━━ Recorded data

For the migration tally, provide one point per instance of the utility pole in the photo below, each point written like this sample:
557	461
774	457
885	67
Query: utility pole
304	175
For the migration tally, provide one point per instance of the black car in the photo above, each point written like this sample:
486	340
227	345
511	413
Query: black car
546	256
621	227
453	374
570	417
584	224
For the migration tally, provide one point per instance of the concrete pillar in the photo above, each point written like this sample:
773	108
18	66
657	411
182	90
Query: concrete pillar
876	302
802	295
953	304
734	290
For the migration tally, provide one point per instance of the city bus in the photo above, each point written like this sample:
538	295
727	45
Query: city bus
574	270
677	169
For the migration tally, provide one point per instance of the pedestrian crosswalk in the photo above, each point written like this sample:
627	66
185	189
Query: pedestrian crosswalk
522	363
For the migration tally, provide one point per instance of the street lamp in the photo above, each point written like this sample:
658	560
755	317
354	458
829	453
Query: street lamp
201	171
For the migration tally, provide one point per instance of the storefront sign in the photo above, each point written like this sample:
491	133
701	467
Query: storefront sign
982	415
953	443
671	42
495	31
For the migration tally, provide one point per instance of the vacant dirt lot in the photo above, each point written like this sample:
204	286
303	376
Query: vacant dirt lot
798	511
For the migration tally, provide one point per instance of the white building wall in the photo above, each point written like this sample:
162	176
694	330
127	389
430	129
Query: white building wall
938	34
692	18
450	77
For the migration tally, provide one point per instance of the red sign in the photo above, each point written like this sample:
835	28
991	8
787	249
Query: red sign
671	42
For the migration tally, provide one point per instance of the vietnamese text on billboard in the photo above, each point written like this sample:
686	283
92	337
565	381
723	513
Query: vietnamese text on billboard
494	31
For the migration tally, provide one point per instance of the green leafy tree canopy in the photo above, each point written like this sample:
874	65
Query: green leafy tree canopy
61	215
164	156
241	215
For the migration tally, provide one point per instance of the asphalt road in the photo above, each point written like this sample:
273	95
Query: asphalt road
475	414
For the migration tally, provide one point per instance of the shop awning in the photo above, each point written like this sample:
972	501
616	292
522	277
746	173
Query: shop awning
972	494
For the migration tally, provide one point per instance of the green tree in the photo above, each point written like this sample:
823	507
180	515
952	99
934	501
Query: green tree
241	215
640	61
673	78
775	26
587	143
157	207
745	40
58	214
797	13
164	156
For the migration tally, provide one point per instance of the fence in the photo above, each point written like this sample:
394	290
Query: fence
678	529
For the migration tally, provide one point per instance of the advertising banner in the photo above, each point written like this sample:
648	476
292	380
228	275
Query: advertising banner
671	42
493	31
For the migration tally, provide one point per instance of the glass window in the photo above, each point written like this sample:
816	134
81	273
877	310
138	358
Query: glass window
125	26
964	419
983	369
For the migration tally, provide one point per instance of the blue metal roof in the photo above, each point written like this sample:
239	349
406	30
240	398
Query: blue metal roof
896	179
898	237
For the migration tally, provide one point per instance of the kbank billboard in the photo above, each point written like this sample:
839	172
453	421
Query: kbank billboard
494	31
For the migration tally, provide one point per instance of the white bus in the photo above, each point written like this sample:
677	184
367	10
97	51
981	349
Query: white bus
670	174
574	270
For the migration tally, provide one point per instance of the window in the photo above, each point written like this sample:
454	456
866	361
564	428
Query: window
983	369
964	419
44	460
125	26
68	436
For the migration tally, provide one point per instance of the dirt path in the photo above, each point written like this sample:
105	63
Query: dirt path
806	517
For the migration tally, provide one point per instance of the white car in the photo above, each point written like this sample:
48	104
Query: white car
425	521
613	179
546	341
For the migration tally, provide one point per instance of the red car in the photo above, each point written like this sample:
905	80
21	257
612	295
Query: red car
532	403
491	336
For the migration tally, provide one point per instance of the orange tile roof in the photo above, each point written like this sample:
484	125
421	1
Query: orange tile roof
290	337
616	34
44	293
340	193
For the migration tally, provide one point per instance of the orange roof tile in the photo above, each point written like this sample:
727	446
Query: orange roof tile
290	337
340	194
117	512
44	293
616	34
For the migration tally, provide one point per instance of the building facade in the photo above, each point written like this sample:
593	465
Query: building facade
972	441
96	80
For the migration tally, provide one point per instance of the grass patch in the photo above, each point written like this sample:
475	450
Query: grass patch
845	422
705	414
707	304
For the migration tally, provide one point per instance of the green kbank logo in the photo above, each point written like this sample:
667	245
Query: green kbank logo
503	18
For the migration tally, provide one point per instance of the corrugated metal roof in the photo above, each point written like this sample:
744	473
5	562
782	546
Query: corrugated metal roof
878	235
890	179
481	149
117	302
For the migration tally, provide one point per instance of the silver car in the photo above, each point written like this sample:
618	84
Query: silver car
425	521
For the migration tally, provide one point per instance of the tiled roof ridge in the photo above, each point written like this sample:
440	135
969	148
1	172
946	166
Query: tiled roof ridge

━━━━

◆ Given task
Print every entry exactly as it appears.

◆ Exercise result
For the migration tally, provide one point per instance of the utility pole in the photo below, each point written like this sample:
557	461
774	457
885	67
Query: utility pole
304	175
For the migration tally, provide one point per instance of the black car in the photo above, each point written like this sample:
486	340
227	345
511	413
Query: black car
546	256
621	227
453	374
570	417
584	224
For the migration tally, provide one point per instance of the concrete pillar in the photo above, each point written like this sample:
773	108
18	66
657	411
182	90
Query: concrete pillar
876	302
802	295
953	304
734	290
For the migration tally, provide one point per instance of the city bus in the photo above, each point written like this sample:
538	295
727	45
Query: city bus
574	270
677	169
For the migration tally, provide one point per instance of the pedestrian crosswalk in the photo above, each point written like this sample:
627	66
185	189
Query: pedestrian crosswalk
522	363
For the migration tally, provide one point per instance of the street lamp in the photo above, each point written like this sample:
658	560
755	317
354	458
829	453
Query: street lamp
201	171
For the migration tally, provide one point per instance of the storefront sign in the photo above, each point written like this sample:
491	133
701	467
Query: storefront sign
982	415
953	443
671	42
495	31
For the migration tally, provide one point per instance of the vacant dirt lot in the photo above, each point written like this sample:
204	286
303	376
Query: vacant dirt lot
798	511
For the migration tally, provide one point per instance of the white building wall in the photo above, each point written like this sample:
162	176
694	330
127	389
430	129
Query: white building wall
938	34
692	18
450	77
For the migration tally, provide one point per instance of the red sign in the photo above, each point written like this sample:
835	28
991	8
787	249
Query: red sign
671	42
For the migration tally, provide one point per instance of the vietnamese text on billboard in the photo above, each point written like this sample:
686	283
92	337
565	381
723	513
Query: vietnamese text on billboard
494	31
For the migration tally, provide one point per instance of the green leafy tree canopy in the photo above, each point written like this sample:
874	65
Query: green leafy tree canopy
61	215
164	156
241	215
For the migration tally, provide one point per instance of the asphalt road in the photo above, each point written like this sample:
273	95
Query: asphalt road
475	414
For the migration tally, provide one point per instance of the shop awning in the photo above, each point written like this sample:
972	501
616	292
522	277
746	173
Query: shop awning
972	494
For the migration tally, provide one point per instance of the green tree in the photo above, each point written like this sample:
823	507
180	515
952	99
934	501
Query: green tree
241	215
640	61
673	78
775	26
587	143
157	207
745	40
58	214
797	13
164	156
For the migration tally, provide one point per instance of the fence in the photo above, each point written like this sample:
394	290
Query: fence
678	529
For the migration tally, provide one point per instance of the advertising banner in the photo above, each point written like this sample:
648	476
292	380
228	275
Query: advertising banner
671	42
493	31
For the migration tally, provide one point per instance of the glass window in the photo above, each point written like this sample:
816	134
81	273
877	310
138	358
Query: glass window
125	26
964	419
983	369
For the migration tally, provide one point per instance of the blue metal roof in the photo above, each point written like this sample:
239	349
406	30
240	398
Query: blue metal roof
896	179
898	237
For the migration tally, provide one point per instance of the kbank billboard in the photo above, each point written like this sample:
839	172
453	421
Query: kbank billboard
494	31
For the migration tally, provide one point per instance of the white bus in the photo above, each point written like this sample:
677	184
367	10
97	51
981	349
Query: white bus
670	174
574	270
For the migration tally, provide one point per instance of the window in the photo above, each point written like this sample:
454	456
866	361
564	428
Query: window
983	369
964	419
44	460
125	26
68	436
For the migration tally, provide one point per instance of the dirt path in the photo above, each point written like this sample:
105	63
Query: dirt path
806	517
For the migration tally, provide one point per instance of the white car in the photo above, each point written like this sample:
48	104
Query: white car
425	521
613	179
546	341
For the migration tally, provide one point per instance of the red car in the photo above, each point written like this sample:
905	80
21	257
612	295
Query: red car
532	403
491	336
For the migration tally, provide one point per instance of the orange tile roof in the photo above, each point written like this sample:
484	125
421	1
Query: orange tile roof
290	337
616	34
44	293
340	193
For the migration tally, provide one point per instance of the orange roof tile in the photo above, each point written like this sample:
727	446
Query: orange roof tile
290	337
340	194
117	512
44	293
616	34
For the migration tally, provide one point per instance of the building facade in the photo above, each point written like this sample:
593	465
Query: building facade
972	441
96	80
For the migration tally, provide one point per instance of the grass patch in the photo above, each point written like this sample:
475	450
Query: grass patch
845	422
705	414
707	304
For the migration tally, provide one point per instance of the green kbank logo in the photo above, each point written like this sample:
667	245
Query: green kbank logo
503	18
For the migration tally, provide one point per instance of the corrugated metal roof in the photo above, each point written like this sample:
744	473
5	562
782	546
Query: corrugated metal roof
878	235
890	179
481	149
117	302
For the migration tally, provide one point per instance of the silver car in the photo above, each point written like this sample:
618	84
Query: silver car
425	521
For the migration tally, provide one point per instance of the tiled roof ridge in the photo above, each point written like this sample:
440	135
969	148
1	172
946	166
Query: tiled roof ridge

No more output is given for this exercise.